>> START Dataset rows

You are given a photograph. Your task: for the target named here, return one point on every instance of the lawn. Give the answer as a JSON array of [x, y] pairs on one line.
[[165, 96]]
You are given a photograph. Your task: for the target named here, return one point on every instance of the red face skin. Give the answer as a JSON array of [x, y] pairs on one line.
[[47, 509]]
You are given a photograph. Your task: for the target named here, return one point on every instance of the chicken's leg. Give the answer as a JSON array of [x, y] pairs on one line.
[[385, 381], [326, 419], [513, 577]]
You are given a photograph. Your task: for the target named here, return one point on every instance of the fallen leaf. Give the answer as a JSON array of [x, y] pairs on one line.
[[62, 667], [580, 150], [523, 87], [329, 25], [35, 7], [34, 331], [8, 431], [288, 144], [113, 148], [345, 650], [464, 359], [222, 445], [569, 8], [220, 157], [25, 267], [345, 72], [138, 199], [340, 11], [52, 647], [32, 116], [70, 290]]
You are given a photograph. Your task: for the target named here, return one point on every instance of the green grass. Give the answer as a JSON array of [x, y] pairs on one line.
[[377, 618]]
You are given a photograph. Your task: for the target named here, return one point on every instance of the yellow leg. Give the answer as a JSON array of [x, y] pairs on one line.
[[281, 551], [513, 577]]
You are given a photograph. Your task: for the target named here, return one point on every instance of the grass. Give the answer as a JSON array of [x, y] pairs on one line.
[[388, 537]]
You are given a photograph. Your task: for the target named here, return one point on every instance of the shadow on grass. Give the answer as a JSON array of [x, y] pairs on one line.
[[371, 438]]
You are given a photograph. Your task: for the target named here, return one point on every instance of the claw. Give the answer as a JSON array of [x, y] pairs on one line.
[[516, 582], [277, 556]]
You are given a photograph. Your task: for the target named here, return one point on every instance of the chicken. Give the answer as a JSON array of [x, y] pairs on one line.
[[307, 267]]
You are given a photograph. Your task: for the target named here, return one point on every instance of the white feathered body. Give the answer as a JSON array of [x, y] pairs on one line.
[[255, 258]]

>> END Dataset rows

• [What needs to be done]:
Could you repeat all of the records above verbatim, keeping them in their original order?

• [Solved exercise]:
You are given a photograph. Your task: for the target named here, return one point on every instance of the lawn. Give the answer as a JSON array of [x, y] pairs on one line.
[[165, 96]]
You are given a photograph. Your task: for the target named here, return one point on every instance of the red face skin. Give the answer as a JSON array of [x, y] pairs on one line.
[[47, 509]]
You are given a photograph. Your task: for the target named here, return one point on every instance of the chicken's leg. Give the answer as a JSON array of [x, y] pairs on one line.
[[385, 381], [326, 419], [513, 577]]
You are given a photograph. Your task: for the target named here, return one point on every instance of the fallen leaf. Give the answer as a JSON array of [x, y] pairs on one line.
[[62, 667], [580, 150], [523, 87], [329, 25], [35, 7], [34, 331], [8, 431], [288, 144], [113, 148], [345, 650], [464, 359], [222, 445], [569, 8], [220, 157], [25, 267], [345, 72], [138, 199], [340, 11], [52, 647], [32, 116], [70, 290]]
You are given a photograph. Your task: for the target named here, return one point on every instance of the green grass. Give the answer as a JSON array of [x, y] pairs on one line.
[[377, 618]]
You are given a photograph. Your task: for the target named here, return one point on every instance of the yellow leg. Give the answer as a JSON array of [x, y] pairs on one line.
[[281, 551], [513, 577]]
You are given a photograph. Your task: for the target named here, return one point on every instance of the grass. Give the answer as a JSON array of [x, y] pairs on one line.
[[388, 537]]
You are given a photograph. Your task: for the target named here, return one point on every instance of the shadow on grass. Give the answer as a JSON array of [x, y] pairs on one line.
[[371, 438]]
You are given a photograph. Your task: for the target named here, return one point on every instance of the claw. Give the answer as a JSON array of [x, y] pairs on one line.
[[516, 582], [277, 556]]
You are given a photograph. Your task: for the target named here, return one point on every instance of the chicken. Give the answer as a JSON array of [x, y] pairs on one line.
[[307, 267]]
You are given a photograph. Your task: for the target named here, return one point on every instance of the white feathered body. Give the answer as a JSON array of [x, y] pairs on one line.
[[255, 258]]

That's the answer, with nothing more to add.